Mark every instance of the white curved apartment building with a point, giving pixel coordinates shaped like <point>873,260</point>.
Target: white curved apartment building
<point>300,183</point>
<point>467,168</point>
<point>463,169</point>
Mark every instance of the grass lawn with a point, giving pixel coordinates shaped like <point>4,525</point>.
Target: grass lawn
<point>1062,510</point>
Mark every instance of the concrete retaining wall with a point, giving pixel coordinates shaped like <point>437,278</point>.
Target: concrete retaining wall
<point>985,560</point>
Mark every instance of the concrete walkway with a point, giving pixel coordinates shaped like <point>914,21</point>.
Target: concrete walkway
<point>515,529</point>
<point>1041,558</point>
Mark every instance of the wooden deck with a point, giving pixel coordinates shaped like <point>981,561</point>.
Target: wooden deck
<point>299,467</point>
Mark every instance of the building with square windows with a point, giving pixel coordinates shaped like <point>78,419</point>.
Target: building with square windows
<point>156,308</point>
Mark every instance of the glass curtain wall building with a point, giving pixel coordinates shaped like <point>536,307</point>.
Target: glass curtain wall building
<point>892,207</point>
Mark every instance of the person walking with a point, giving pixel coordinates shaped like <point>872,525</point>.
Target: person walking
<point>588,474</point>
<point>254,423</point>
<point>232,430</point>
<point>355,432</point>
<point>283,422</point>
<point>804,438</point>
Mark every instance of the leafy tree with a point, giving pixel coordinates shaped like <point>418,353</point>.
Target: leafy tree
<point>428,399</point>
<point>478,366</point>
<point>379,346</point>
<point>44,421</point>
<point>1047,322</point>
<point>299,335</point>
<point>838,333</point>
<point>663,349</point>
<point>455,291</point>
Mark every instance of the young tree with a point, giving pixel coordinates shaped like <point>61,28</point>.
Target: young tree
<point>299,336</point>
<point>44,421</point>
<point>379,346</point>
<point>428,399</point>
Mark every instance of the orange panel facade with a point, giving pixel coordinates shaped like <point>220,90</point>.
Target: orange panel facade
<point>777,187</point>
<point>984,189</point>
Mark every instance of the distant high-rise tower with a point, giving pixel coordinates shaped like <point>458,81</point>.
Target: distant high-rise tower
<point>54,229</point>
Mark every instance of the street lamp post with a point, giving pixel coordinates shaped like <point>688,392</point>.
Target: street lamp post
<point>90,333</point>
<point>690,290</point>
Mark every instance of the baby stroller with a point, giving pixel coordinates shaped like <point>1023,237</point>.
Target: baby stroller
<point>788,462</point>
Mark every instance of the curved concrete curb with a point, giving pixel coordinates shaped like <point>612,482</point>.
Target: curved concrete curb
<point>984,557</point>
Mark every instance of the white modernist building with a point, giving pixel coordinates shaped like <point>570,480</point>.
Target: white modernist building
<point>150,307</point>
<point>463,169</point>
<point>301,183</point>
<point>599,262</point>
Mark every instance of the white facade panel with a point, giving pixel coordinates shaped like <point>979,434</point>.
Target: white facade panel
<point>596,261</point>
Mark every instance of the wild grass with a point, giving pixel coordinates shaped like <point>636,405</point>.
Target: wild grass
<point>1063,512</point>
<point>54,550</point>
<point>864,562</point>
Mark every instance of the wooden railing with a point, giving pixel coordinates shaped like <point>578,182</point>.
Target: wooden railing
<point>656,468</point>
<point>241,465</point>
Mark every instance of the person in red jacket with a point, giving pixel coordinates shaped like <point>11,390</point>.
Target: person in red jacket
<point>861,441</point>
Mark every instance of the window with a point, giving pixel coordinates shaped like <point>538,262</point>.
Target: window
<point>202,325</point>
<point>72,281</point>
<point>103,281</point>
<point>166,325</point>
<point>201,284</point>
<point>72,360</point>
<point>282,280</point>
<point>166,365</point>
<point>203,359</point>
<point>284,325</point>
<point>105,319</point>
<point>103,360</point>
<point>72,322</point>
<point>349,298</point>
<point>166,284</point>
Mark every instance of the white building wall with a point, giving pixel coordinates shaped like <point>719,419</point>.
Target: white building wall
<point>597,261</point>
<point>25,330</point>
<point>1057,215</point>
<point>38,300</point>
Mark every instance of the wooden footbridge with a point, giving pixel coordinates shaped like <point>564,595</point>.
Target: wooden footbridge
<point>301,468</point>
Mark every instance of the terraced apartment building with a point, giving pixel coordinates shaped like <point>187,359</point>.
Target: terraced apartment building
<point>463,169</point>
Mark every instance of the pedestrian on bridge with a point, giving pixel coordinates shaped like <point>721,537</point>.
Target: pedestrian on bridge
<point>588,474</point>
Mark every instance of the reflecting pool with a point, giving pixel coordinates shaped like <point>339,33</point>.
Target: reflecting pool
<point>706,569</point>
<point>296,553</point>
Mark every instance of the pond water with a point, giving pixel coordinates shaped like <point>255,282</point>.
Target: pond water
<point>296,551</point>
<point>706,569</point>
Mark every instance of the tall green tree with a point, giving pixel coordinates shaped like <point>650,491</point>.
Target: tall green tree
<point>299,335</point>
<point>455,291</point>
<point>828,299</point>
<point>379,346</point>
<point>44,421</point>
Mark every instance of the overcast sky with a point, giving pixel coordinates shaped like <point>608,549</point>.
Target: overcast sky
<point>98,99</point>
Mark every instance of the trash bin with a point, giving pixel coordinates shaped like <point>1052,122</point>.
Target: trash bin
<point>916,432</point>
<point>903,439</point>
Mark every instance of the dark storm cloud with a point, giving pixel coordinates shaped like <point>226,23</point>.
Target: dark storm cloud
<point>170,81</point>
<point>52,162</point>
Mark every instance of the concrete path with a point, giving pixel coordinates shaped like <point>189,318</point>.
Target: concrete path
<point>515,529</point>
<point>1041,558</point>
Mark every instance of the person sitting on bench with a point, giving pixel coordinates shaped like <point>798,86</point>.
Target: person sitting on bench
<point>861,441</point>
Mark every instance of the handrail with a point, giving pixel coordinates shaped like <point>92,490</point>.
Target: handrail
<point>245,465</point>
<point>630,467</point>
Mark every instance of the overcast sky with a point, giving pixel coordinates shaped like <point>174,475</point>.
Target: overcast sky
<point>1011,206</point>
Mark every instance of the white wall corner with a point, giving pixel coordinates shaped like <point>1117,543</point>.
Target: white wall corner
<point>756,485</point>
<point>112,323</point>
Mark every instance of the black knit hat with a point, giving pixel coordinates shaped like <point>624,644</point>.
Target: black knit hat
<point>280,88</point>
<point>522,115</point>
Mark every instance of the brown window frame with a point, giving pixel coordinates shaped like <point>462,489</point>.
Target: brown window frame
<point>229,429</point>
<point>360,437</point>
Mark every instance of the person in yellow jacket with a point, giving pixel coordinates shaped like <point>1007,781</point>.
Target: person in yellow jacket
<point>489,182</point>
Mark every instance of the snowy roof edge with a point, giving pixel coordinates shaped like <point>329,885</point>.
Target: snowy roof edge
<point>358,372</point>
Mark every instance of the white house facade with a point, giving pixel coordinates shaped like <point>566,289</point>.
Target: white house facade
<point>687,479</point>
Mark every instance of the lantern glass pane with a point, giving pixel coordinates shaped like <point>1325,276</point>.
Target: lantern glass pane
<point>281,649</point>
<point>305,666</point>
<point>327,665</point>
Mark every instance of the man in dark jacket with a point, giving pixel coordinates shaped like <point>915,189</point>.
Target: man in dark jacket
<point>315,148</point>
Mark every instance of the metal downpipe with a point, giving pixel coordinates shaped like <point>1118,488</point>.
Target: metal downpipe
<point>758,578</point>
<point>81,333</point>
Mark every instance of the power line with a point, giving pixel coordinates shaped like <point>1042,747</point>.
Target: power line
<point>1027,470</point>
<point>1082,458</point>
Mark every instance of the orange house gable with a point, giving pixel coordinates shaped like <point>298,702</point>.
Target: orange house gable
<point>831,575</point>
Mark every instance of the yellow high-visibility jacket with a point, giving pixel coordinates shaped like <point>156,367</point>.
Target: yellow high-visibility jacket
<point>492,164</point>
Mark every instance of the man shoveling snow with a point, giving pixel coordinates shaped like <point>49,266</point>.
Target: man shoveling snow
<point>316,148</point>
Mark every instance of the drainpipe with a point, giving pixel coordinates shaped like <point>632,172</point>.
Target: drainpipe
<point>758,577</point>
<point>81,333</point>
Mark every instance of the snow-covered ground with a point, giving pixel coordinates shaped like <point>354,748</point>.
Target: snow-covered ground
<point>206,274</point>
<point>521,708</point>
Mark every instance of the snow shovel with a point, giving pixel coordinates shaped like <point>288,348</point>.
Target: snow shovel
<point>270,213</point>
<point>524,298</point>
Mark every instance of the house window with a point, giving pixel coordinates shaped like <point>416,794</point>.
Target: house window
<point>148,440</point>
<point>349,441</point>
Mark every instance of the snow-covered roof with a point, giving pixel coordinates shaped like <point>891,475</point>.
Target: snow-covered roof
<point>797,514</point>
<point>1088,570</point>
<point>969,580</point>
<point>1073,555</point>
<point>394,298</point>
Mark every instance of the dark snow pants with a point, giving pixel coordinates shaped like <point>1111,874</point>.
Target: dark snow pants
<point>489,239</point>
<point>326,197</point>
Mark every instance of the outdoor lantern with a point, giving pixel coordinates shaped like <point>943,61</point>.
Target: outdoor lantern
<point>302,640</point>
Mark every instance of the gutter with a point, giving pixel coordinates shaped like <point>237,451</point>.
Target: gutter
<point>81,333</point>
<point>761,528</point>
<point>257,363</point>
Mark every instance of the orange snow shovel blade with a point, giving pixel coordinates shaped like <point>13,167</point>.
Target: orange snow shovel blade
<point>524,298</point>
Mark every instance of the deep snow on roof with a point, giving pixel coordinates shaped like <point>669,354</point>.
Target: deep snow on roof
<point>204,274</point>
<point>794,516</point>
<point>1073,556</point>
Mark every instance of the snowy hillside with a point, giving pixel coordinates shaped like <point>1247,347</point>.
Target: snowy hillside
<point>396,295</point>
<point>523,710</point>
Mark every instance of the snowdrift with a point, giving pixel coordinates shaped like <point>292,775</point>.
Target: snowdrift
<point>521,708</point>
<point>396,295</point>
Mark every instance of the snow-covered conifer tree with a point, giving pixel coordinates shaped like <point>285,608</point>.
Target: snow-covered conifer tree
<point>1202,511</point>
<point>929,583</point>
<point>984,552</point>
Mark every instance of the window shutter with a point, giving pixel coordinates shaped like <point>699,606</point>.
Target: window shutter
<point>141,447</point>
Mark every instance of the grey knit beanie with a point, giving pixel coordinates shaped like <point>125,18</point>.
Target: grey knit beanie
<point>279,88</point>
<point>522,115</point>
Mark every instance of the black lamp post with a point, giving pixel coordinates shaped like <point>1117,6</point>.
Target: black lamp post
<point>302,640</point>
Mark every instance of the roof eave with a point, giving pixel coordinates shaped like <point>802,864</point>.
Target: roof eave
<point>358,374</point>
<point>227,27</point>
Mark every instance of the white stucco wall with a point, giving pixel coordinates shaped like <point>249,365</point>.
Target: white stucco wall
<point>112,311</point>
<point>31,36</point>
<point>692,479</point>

What to work on => Can you format the lines above as a numbered list, from the line containing "shaped like <point>174,475</point>." through the line containing "<point>112,323</point>", with any blank lines left out?

Response below =>
1. Mark every instance of the overcast sky with a point, giving pixel coordinates shaped like <point>174,475</point>.
2. Target: overcast sky
3. <point>1011,206</point>
4. Mark every instance of the white wall corner with a point, giving pixel coordinates shaped like <point>1117,543</point>.
5. Target: white wall corner
6. <point>756,485</point>
7. <point>112,323</point>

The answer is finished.